- Exercise requirements
Could you extract every entry below and reproduce it exactly?

----------------

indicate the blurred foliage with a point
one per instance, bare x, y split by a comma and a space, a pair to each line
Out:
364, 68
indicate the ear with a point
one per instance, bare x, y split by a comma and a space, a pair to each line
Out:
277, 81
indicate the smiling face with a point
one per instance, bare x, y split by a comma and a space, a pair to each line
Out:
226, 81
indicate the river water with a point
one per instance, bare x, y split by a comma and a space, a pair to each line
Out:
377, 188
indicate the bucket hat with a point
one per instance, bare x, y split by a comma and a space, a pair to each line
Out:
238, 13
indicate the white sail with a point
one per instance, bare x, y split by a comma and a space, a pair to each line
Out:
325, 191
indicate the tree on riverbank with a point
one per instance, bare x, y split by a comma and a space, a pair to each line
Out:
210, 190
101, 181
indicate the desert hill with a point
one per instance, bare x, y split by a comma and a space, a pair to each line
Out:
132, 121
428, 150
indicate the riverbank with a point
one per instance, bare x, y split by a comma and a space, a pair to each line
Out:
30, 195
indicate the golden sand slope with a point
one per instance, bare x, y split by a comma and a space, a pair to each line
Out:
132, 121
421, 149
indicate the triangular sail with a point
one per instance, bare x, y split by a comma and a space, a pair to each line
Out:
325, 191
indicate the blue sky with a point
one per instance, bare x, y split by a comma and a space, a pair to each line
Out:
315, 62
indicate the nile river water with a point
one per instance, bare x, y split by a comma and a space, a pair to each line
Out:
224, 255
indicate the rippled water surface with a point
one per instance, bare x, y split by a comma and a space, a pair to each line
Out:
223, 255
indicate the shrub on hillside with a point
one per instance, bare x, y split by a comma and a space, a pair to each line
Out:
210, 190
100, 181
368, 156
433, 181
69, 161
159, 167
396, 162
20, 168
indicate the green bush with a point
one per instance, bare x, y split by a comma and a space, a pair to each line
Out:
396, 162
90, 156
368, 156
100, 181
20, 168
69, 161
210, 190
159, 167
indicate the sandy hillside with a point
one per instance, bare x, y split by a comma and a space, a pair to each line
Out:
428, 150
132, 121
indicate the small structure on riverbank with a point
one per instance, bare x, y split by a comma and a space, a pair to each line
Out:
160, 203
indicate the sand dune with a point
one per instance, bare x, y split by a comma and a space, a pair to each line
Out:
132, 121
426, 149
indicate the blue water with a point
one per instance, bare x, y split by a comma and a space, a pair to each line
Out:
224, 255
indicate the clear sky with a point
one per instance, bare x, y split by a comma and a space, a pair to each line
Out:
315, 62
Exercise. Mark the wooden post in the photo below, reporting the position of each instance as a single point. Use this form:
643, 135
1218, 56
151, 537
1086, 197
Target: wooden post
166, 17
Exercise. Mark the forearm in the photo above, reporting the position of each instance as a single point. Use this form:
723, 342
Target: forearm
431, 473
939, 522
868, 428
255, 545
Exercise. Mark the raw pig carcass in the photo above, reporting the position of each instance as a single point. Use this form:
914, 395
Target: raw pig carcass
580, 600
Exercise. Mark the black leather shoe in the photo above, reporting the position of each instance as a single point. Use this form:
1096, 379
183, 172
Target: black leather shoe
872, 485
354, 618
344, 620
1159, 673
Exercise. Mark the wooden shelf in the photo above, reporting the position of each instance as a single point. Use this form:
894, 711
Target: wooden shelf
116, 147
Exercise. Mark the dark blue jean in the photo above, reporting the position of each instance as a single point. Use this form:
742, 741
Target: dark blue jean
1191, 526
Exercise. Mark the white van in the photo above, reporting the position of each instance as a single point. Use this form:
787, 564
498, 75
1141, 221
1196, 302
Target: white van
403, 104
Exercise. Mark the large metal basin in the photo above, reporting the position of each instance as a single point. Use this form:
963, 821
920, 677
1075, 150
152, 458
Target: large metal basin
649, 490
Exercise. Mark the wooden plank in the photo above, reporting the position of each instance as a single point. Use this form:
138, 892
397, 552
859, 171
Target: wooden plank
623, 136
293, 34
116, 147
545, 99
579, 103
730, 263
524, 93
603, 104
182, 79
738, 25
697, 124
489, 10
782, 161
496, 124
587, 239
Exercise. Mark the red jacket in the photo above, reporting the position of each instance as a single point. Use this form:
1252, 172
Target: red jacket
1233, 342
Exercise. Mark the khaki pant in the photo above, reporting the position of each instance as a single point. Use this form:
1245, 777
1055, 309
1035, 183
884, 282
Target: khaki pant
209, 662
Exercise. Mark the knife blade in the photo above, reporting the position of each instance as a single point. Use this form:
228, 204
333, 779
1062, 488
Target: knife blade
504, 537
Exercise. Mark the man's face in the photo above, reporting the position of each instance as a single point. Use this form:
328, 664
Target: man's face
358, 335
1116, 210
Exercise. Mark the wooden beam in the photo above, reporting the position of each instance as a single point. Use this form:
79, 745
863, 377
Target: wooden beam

----------------

- Complete answer
indicate the blurred foliage with a point
one per instance, bare x, y split by a comma and a space, a pair to each line
Out:
364, 68
indicate the ear with a point
one per instance, bare x, y split by a comma and a space, a pair to each line
Out:
277, 81
indicate the smiling face with a point
one per instance, bare x, y split by a comma and a space, a pair to each line
Out:
226, 81
indicate the river water with a point
one per instance, bare x, y split by a comma and a space, a pair to each line
Out:
377, 188
indicate the bucket hat with a point
one per instance, bare x, y split by a comma and a space, a pair to each line
Out:
238, 13
indicate the white sail with a point
one per instance, bare x, y split by a comma and a space, a pair to each line
Out:
325, 191
indicate the tree on riverbank with a point
one per instance, bare x, y split by a comma and a space, a pair to each line
Out:
210, 190
101, 181
indicate the desert hill with a point
one per instance, bare x, y split by a comma and a space, a pair to each line
Out:
132, 121
428, 150
indicate the riverbank with a point
one per instance, bare x, y split by a comma and a space, a pair to each line
Out:
30, 195
indicate the golden sand slope with a point
one per instance, bare x, y split by a comma and a space, a pair to each line
Out:
132, 121
421, 149
indicate the triangular sail with a point
one per instance, bare x, y split by a comma and a space, a pair to each line
Out:
325, 191
indicate the blue sky with a point
one per instance, bare x, y split by a comma and a space, a pair to each line
Out:
315, 62
indicate the nile river water with a point
one per instance, bare x, y split by a comma and a space, a pair to each line
Out:
224, 255
indicate the rippled water surface with a point
one per instance, bare x, y split by a comma and a space, a pair to each line
Out:
223, 255
indicate the shrub on hillside with a point
one per instance, bare x, y split by a comma and a space, a pair to each line
Out:
210, 190
100, 181
368, 156
433, 181
69, 161
159, 167
396, 162
20, 168
indicate the green bush with a point
one per instance, bare x, y split by a comma and a space, a pair to each line
Out:
396, 162
90, 156
368, 156
100, 181
20, 168
69, 161
210, 190
159, 167
indicate the sandy hillside with a point
one per instance, bare x, y split by a comma and a space, a pair to each line
Out:
428, 150
132, 121
indicate the small structure on riverbank with a point
one per instance, bare x, y split by a comma and a space, a pair to each line
Out:
160, 203
indicate the sand dune with a point
one per instance, bare x, y split by a comma and a space, a pair to each line
Out:
132, 121
426, 149
indicate the blue water with a point
one per instance, bare x, y split by a comma and a space, a pair to each line
Out:
224, 255
indicate the clear sky with a point
one per instance, bare x, y split by a comma and a space, a pair to each line
Out:
315, 62
Exercise. Mark the wooden post in the photo below, reporting the position of each instance as a single point. Use this form:
643, 135
1218, 56
151, 537
1086, 197
Target: wooden post
166, 17
Exercise. Mark the forearm in the photo above, reporting the position of each instance as a single point. Use this form:
723, 342
Target: forearm
431, 473
939, 522
868, 428
255, 545
Exercise. Mark the raw pig carcass in the photo above, reporting the position of each instance as a single point. Use this form:
914, 395
Target: raw pig carcass
580, 600
Exercise. Mark the black leather shoe in the photo above, reporting the position of each instance as a single point. Use this form:
1096, 379
183, 172
Target: black leather shoe
872, 485
354, 618
344, 620
1159, 673
Exercise. Mark the wooden shelf in the photo above, reporting the position of each instance as a single point. Use this form:
894, 711
Target: wooden shelf
116, 147
Exercise. Mark the dark blue jean in the photo above, reporting the position of each instance as a single point. Use this form:
742, 741
Target: dark blue jean
1191, 526
Exercise. Mark the white van in the photo above, reporting the position of each instance as a single point. Use this form:
787, 564
498, 75
1141, 221
1196, 302
Target: white van
403, 104
Exercise. Mark the large metal basin in the photo above, reporting the position of each instance as a single point. Use this form:
963, 821
920, 677
1075, 150
152, 458
Target: large metal basin
649, 490
Exercise. Mark the wooden plank in the photo above, reporting the position of each instance as a single point. Use this form:
138, 892
397, 552
859, 171
Target: wooden plank
623, 136
293, 34
116, 147
545, 99
579, 103
730, 263
524, 93
603, 104
182, 79
738, 25
697, 124
489, 10
782, 161
496, 124
587, 239
Exercise. Mark the red jacket in the photo above, reporting the position of each instance as a single point. Use this form:
1252, 172
Target: red jacket
1233, 342
Exercise. Mark the khaki pant in the photo above, reporting the position of each instance as a single point. Use this form:
1245, 777
1055, 309
1035, 183
884, 282
Target: khaki pant
209, 662
Exercise. Mark the knife blade in the photo above, reporting the position of each instance as a single point. Use this form:
228, 204
333, 779
1062, 488
Target: knife blade
504, 537
Exercise. Mark the man's face in the photo above, reporting the position of each instance as a single point. Use this form:
328, 664
Target: man's face
358, 335
1116, 210
Exercise. Mark the wooden beam in the photo above, reporting the position of each instance as a single point. Use this form:
79, 745
863, 377
Target: wooden beam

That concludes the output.